NOTICE: Although citation of unpublished opinions remains unfavored, unpublished opinions may now be cited if the opinion has persuasive value on a material issue, and a copy is attached to the citing document or, if cited in oral argument, copies are furnished to the Court and all parties. See General Order of November 29, 1993, suspending 10th Cir. Rule 36.3 until December 31, 1995, or further order.

KENNETH KELLER, Petitioner-Appellant,
v.
STATE OF OKLAHOMA, Respondent-Appellee.

No. 97-6031.

United States Court of Appeals, Tenth Circuit.

Nov. 3, 1997.

1

Before PORFILIO and LUCERO, Circuit Judges, and MARTEN,** District Judge.

2

ORDER AND JUDGMENT*

3

After examining the briefs and appellate record, this panel has determined unanimously that oral argument would not materially assist the determination of this appeal. See Fed. R.App. P. 34(a); 10th Cir. R. 34.1.9. The case is therefore ordered submitted without oral argument.

> _Data supplied_:
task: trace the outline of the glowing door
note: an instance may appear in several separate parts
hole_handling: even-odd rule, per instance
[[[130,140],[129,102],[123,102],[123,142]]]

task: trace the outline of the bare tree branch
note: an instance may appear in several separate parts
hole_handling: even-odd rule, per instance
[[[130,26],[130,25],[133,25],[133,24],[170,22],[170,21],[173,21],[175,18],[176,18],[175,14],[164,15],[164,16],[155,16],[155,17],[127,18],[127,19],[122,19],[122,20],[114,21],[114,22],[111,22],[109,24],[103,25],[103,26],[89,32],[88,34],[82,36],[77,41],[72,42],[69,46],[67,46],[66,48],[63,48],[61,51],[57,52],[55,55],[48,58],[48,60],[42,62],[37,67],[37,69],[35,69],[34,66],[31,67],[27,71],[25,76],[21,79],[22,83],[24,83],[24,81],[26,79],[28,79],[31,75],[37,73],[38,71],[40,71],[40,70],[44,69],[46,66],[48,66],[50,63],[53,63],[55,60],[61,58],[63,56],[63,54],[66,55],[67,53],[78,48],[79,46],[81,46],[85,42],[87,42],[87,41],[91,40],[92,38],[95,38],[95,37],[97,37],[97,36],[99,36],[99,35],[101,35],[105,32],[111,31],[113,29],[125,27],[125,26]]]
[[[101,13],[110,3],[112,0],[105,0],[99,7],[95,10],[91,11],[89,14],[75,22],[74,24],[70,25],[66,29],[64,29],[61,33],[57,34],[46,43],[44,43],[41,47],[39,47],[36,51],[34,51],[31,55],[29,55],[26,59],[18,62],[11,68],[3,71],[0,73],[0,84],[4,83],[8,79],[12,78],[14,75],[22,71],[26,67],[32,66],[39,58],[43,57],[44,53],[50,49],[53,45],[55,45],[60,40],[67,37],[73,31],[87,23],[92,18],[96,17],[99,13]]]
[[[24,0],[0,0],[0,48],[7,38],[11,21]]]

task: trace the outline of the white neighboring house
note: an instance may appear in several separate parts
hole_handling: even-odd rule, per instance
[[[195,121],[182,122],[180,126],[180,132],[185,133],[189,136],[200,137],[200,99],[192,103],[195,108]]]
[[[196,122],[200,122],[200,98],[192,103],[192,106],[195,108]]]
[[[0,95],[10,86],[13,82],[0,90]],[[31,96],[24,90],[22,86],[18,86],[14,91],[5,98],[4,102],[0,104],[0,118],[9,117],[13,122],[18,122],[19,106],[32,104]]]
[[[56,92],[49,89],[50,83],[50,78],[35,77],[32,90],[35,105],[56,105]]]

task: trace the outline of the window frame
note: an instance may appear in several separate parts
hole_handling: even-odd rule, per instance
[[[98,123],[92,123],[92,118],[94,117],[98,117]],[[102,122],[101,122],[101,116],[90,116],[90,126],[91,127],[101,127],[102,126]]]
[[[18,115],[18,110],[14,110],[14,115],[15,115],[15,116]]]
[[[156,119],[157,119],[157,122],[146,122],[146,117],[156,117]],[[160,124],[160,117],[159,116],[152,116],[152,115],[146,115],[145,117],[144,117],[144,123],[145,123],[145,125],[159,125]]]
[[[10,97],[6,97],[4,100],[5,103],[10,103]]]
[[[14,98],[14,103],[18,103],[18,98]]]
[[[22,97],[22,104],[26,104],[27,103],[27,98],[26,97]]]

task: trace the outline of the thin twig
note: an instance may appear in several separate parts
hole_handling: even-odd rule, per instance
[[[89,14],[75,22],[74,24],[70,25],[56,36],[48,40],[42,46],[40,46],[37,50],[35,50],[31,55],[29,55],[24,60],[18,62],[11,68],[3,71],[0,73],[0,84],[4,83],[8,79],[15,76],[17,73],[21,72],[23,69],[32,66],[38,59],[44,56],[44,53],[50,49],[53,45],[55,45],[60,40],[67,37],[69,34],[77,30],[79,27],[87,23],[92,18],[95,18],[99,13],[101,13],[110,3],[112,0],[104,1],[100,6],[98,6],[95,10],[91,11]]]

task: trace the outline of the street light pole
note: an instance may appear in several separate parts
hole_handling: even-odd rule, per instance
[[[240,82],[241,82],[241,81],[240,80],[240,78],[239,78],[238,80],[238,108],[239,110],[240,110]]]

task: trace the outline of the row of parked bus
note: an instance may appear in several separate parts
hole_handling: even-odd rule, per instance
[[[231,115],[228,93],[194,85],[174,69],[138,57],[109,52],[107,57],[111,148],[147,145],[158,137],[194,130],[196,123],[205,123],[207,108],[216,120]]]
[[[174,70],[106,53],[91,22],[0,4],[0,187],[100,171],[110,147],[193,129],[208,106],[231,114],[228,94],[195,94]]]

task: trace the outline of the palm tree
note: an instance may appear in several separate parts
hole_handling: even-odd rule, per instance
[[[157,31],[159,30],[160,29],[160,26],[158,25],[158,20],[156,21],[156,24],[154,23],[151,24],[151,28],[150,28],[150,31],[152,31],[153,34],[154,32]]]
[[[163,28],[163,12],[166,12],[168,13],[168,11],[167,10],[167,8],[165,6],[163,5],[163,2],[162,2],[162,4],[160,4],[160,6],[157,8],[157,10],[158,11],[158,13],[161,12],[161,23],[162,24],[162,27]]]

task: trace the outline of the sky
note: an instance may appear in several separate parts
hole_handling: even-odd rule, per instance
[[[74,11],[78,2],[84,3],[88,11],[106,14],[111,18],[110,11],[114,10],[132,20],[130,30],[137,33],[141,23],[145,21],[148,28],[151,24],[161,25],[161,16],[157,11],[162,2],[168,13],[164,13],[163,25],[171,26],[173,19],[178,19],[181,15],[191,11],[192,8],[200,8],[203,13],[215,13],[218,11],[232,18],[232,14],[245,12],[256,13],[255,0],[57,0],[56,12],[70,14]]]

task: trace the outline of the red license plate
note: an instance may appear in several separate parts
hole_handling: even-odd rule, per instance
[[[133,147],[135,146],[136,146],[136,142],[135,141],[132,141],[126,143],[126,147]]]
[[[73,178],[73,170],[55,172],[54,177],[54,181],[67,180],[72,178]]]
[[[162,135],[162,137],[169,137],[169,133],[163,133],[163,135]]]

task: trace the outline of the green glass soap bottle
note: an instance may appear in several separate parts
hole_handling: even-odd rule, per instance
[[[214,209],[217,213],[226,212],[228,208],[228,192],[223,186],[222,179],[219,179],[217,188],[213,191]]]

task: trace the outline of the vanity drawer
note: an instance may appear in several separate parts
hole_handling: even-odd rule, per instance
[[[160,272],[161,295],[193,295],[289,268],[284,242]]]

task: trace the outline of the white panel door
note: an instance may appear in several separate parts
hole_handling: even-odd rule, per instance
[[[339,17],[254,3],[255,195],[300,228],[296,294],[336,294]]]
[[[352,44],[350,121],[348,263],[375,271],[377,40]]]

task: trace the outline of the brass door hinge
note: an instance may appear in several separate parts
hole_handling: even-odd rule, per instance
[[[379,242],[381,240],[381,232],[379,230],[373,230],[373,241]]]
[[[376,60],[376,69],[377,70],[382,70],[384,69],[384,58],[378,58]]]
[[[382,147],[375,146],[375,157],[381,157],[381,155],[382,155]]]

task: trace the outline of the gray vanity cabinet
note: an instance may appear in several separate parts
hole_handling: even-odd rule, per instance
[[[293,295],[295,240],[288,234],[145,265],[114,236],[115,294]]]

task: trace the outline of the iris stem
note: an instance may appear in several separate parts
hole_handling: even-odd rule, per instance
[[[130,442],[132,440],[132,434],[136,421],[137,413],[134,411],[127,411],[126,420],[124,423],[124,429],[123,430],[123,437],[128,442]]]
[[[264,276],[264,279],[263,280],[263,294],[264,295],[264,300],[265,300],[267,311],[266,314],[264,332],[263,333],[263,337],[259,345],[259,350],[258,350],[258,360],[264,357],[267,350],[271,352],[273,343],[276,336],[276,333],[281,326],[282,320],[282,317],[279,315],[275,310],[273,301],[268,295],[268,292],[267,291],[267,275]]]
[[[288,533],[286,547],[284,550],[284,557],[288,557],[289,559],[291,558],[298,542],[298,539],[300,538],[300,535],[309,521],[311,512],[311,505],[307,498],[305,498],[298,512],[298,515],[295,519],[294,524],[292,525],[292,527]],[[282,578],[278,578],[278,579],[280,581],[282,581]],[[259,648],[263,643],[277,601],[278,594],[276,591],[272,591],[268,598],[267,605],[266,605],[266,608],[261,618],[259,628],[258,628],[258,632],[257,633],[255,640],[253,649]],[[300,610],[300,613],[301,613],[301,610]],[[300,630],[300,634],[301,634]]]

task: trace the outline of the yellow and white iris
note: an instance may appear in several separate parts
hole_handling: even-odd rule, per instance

> _Your tasks_:
1. Write out the part of the Keller court order that opens with the words containing "NOTICE: Although citation" and closes with "or further order.".
2. Carry the Keller court order on past its last sentence.
The entries have no connection to the Keller court order.

> _Answers for this exercise_:
1.
NOTICE: Although citation of unpublished opinions remains unfavored, unpublished opinions may now be cited if the opinion has persuasive value on a material issue, and a copy is attached to the citing document or, if cited in oral argument, copies are furnished to the Court and all parties. See General Order of November 29, 1993, suspending 10th Cir. Rule 36.3 until December 31, 1995, or further order.

2.
4

Petitioner, an Oklahoma state prisoner proceeding pro se, appeals from the district court's order denying his petition for habeas corpus relief filed under 28 U.S.C. § 2254.1

5

Petitioner was accused of exposing himself to two women on May 23, 1990. He was tried and convicted of indecent exposure after former conviction of a felony in May 1993, and sentenced to fifteen years' imprisonment. He argues on appeal that: (1) the trial court erred by continuing his trial so that prosecutors could comply with discovery requirements and by allowing testimony from State's witnesses whose testimony had previously been excluded; (2) he was denied his constitutional right to a speedy trial; (3) the trial court was without jurisdiction to try him as an habitual offender because the prosecutor did not file the second page of the information; (4) trial counsel was constitutionally ineffective; (5) appellate counsel was constitutionally ineffective; (6) the trial court lacked subject matter jurisdiction because the information was not in proper form; (7) the trial court erred by failing to provide the jury with verdict forms covering all possible verdicts the jury could reach; and (8) the statute under which petitioner was convicted raises a serious constitutional issue because it is rarely applied as a felony.

6

We have carefully reviewed the record and petitioner's brief on appeal. Petitioner's challenges to the trial court's subject matter jurisdiction and to the state statute are waived because he did not raise them in his objections to the magistrate judge's findings and recommendation. See Ayala v. United States, 980 F.2d 1342, 1352 (10th Cir.1992). In all other respects, we affirm for substantially the same reasons as those set forth in the magistrate judge's findings and recommendation, as adopted by the district court.

7

The judgment of the United States District Court for the Western District of Oklahoma is AFFIRMED.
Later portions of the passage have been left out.